EXERCISE SET:
A. List every column name shown in the glimpse() output of the okcupid_males data in the passage on summarizing OkCupid data.
B. From the passage on summarizing OkCupid data, write out the text word for word from "2.4.5 group_by()" to "(i.e., dating status).".

== PASSAGE

We use glimpse() to inspect these all male data. Notice that only the letter m is in the sex column - indicating only males are in the data set. Also notice that there are 35829 rows in the okcupid_males data - fewer people because males are a subset of the total number of rows.
## Rows: 35,829
## Columns: 6
## $ age <dbl> 22, 35, 38, 23, 29, 29, 37, 35, 28, 24, 33,…
## $ diet <chr> "strictly anything", "mostly other", "anyth…
## $ height <dbl> 75, 70, 68, 71, 66, 67, 65, 70, 72, 72, 70,…
## $ pets <chr> "likes dogs and likes cats", "likes dogs an…
## $ sex <chr> "m", "m", "m", "m", "m", "m", "m", "m", "m"…
## $ status <chr> "single", "single", "available", "single", …
The filter command can be combined with the summarise command to get the descriptive statistics for males without the hassle of creating new data. This is again done using the %>% “and then” operator.
okcupid_profiles %>%
filter(sex == "m") %>%
summarise(age_mean = mean(age, na.rm = TRUE),
age_sd = sd(age, na.rm = TRUE))
## # A tibble: 1 × 2
## age_mean age_sd
## <dbl> <dbl>
## 1 32.0186 9.03288
We see that for the 35829 males the mean age is 32.0 and the standard deviation is 9.0.
Likewise, we can obtain the descriptive statistics for females with only a slight modification, changing m to f in the filter command:
okcupid_profiles %>%
filter(sex == "f") %>%
summarise(age_mean = mean(age, na.rm = TRUE),
age_sd = sd(age, na.rm = TRUE))
## # A tibble: 1 × 2
## age_mean age_sd
## <dbl> <dbl>
## 1 32.8182 10.0254
We see that for the 24117 females the mean age is 32.8 and the standard deviation is 10.0.
2.4.5 group_by()
The process we used with the filter command would quickly become onerous if we had many subgroups for a column. Consequently, it’s often better to use the group() command to calculate descriptive statistics for the levels (e.g., male/female) of a variable. By telling the computer to group_by() sex the summarise command is run separately for every level of sex (i.e., m and f).
okcupid_profiles %>%
group_by(sex) %>%
summarise(age_mean = mean(age, na.rm = TRUE),
age_sd = sd(age, na.rm = TRUE))
## # A tibble: 2 × 3
## sex age_mean age_sd
## <chr> <dbl> <dbl>
## 1 f 32.8182 10.0254
## 2 m 32.0186 9.03288
Fortunately, it’s possible to use more than one grouping variable with the group_by() command. In the code below we group by sex and status (i.e., dating status).
okcupid_profiles %>%
group_by(sex, status) %>%
summarise(age_mean = mean(age, na.rm = TRUE),
age_sd = sd(age, na.rm = TRUE))
## `summarise()` has grouped output by 'sex'. You can override
## using the `.groups` argument.

====
== RECORDS

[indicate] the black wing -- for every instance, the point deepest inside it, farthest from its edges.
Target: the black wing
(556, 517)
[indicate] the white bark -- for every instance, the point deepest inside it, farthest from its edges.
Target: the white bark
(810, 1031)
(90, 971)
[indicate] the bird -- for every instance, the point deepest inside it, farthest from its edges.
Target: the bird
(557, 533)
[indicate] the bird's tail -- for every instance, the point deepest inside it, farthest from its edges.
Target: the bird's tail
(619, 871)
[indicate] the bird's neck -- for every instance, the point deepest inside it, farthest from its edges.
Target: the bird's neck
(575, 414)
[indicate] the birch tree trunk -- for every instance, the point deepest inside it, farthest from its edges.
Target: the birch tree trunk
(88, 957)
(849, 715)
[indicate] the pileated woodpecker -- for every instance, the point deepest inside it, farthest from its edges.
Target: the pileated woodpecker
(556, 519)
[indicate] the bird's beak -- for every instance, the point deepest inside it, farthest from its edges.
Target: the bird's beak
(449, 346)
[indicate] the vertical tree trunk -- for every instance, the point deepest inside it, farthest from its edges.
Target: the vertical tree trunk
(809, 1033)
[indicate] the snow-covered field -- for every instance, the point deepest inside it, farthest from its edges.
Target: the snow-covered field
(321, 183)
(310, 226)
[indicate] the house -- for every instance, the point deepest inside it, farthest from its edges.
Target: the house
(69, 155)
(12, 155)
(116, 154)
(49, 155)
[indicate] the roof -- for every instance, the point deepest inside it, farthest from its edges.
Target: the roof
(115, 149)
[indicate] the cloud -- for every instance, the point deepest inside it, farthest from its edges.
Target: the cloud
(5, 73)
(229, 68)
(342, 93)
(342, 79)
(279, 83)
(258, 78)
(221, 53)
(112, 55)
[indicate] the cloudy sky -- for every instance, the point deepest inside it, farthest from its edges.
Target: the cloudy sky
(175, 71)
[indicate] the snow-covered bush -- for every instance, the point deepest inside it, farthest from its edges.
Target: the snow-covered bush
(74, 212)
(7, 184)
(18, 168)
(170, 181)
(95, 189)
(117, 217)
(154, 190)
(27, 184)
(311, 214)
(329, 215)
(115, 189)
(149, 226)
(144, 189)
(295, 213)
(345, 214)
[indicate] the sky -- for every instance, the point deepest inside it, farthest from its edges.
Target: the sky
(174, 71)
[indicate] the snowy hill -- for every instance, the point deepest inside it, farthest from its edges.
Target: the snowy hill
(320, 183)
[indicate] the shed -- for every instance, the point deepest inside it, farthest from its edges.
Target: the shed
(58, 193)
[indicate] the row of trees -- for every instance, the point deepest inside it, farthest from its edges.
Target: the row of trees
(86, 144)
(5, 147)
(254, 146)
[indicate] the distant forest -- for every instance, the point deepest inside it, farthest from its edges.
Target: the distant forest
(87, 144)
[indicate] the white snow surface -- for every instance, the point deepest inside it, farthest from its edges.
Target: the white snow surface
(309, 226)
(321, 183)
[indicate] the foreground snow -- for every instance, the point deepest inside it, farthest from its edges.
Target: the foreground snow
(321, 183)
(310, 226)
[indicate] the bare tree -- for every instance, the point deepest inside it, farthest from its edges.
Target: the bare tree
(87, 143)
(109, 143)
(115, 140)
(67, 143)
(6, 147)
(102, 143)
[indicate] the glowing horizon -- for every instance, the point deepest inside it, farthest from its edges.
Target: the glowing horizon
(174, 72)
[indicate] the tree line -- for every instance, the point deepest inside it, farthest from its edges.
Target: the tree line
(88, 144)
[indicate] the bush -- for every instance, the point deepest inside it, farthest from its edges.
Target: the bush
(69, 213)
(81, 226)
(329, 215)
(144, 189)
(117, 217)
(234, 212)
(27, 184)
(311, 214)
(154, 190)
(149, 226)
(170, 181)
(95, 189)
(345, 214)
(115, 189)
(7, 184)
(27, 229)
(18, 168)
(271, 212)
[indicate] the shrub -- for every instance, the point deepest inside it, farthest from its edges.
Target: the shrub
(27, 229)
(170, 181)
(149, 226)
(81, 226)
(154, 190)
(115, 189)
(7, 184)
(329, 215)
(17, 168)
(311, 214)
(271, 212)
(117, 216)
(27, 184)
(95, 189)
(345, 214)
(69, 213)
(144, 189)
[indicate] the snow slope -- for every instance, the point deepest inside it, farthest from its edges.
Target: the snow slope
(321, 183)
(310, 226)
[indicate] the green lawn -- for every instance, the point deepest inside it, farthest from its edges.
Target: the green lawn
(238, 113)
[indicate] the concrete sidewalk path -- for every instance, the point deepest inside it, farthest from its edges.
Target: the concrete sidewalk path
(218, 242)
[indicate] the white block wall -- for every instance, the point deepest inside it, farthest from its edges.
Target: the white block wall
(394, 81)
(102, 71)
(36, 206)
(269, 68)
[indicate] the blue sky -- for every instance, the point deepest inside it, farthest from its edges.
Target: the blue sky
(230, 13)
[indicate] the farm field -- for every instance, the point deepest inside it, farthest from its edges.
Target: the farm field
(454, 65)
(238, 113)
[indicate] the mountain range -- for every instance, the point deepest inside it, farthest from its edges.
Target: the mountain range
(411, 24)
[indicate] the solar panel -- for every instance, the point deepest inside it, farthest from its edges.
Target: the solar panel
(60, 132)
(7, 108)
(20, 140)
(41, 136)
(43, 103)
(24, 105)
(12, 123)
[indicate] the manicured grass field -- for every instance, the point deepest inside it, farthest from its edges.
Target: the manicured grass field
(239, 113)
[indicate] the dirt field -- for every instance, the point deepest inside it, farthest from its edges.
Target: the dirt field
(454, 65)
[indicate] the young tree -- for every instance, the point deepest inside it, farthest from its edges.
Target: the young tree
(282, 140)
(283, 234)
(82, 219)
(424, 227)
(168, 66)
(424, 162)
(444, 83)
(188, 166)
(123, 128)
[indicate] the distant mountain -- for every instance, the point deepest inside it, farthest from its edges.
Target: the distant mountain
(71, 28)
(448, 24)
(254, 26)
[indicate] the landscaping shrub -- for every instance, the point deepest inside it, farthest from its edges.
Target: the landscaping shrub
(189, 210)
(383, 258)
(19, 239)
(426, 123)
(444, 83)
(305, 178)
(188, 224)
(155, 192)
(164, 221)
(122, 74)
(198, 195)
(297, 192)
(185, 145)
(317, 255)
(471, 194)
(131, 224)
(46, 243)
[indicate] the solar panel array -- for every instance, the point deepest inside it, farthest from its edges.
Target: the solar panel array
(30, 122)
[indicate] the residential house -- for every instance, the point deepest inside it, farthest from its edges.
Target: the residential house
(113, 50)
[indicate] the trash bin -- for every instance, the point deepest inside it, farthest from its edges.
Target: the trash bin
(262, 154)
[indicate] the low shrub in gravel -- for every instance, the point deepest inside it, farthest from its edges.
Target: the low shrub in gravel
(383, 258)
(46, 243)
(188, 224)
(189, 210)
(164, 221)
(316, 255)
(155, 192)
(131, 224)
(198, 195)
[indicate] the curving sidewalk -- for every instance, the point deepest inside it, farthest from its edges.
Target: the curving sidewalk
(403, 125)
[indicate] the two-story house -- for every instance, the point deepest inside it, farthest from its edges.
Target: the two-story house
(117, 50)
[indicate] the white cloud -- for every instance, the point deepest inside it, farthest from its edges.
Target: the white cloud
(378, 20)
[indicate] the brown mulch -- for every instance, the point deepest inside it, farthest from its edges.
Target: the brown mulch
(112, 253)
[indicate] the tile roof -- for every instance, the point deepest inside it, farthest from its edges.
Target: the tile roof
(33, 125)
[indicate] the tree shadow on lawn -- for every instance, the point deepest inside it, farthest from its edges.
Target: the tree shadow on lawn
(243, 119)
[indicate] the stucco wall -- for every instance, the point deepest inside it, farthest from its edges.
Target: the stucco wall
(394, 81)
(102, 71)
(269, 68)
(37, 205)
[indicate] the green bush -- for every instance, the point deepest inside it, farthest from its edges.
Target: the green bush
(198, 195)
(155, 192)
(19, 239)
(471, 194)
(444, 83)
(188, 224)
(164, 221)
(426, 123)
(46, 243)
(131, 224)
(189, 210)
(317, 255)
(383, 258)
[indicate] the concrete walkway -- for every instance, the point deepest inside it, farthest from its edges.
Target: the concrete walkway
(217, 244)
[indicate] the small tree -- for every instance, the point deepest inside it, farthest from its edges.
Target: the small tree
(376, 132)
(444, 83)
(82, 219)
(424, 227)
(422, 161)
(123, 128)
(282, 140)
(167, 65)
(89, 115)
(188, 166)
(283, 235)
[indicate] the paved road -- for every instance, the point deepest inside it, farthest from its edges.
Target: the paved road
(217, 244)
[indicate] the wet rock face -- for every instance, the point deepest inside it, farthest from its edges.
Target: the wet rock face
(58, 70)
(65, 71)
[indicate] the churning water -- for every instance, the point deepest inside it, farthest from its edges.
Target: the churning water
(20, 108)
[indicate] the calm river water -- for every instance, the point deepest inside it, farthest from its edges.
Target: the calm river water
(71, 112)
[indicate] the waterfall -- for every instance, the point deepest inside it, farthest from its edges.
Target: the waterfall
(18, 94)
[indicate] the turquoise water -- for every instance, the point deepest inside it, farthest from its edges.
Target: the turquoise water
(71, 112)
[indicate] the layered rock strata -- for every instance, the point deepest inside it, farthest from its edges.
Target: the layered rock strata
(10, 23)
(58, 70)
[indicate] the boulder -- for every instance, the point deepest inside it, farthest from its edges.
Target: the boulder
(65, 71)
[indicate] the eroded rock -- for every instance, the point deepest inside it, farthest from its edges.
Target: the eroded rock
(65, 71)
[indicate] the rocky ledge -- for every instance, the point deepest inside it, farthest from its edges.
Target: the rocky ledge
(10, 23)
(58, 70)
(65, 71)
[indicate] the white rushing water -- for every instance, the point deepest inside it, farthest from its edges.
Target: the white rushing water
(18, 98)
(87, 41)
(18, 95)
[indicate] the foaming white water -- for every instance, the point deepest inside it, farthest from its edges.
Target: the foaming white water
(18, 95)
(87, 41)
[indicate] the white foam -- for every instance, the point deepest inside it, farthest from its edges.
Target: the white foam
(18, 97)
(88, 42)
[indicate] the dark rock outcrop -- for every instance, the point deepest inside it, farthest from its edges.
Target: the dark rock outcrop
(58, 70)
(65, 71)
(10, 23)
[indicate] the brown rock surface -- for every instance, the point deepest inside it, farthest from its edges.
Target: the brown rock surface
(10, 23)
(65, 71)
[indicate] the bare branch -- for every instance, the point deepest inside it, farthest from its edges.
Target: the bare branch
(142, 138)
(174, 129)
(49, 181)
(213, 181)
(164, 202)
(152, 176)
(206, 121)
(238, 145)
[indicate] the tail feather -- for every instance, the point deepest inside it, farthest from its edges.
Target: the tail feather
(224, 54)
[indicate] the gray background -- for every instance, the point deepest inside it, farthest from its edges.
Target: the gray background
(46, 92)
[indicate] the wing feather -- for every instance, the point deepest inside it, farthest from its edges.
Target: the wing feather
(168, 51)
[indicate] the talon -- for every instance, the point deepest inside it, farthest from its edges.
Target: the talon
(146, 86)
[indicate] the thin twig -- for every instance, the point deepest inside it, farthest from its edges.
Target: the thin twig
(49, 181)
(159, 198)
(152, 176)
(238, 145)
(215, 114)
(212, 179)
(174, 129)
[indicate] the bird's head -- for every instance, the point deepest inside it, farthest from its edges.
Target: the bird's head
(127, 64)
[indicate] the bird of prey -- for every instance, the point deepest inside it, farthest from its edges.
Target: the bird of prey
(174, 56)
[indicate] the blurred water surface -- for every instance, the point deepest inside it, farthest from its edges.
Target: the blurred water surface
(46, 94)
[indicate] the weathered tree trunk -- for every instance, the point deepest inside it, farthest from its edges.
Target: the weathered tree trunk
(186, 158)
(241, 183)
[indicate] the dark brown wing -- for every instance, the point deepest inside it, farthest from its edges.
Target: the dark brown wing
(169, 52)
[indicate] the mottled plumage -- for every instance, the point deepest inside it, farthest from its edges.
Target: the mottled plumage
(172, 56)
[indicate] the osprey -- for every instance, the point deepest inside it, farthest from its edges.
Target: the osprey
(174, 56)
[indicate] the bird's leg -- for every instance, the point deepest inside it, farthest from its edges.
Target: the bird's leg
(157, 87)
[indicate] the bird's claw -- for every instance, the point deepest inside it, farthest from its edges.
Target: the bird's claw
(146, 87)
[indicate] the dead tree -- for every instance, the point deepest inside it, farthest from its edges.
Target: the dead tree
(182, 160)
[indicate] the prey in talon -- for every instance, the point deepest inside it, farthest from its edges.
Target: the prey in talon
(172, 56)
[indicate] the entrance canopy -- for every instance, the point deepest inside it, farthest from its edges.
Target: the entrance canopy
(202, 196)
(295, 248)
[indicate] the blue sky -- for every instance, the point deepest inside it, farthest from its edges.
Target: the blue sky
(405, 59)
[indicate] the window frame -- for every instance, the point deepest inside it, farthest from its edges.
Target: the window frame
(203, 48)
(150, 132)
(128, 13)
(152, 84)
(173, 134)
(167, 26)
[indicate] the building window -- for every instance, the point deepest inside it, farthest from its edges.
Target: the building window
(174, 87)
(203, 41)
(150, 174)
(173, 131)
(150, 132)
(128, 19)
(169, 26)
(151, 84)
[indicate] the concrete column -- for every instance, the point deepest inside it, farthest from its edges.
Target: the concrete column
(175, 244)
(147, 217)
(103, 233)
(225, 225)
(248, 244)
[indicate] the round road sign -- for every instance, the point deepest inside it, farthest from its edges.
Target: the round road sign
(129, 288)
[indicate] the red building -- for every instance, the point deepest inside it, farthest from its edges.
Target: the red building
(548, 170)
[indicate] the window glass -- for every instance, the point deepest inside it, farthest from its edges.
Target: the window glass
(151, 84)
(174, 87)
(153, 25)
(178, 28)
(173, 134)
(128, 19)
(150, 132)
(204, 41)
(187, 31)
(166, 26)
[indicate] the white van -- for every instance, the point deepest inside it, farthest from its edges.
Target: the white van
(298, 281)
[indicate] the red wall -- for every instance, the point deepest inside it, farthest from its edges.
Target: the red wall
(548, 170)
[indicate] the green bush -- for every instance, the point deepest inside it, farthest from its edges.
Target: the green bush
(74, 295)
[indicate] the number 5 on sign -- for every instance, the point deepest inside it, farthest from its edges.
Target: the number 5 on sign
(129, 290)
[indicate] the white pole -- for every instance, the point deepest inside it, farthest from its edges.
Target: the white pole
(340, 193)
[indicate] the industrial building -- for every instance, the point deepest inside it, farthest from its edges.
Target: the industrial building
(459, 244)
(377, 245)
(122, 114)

====

RESULTS:
A. age, diet, height, pets, sex, status

B.
2.4.5 group_by()
The process we used with the filter command would quickly become onerous if we had many subgroups for a column. Consequently, it’s often better to use the group() command to calculate descriptive statistics for the levels (e.g., male/female) of a variable. By telling the computer to group_by() sex the summarise command is run separately for every level of sex (i.e., m and f).
okcupid_profiles %>%
group_by(sex) %>%
summarise(age_mean = mean(age, na.rm = TRUE),
age_sd = sd(age, na.rm = TRUE))
## # A tibble: 2 × 3
## sex age_mean age_sd
## <chr> <dbl> <dbl>
## 1 f 32.8182 10.0254
## 2 m 32.0186 9.03288
Fortunately, it’s possible to use more than one grouping variable with the group_by() command. In the code below we group by sex and status (i.e., dating status).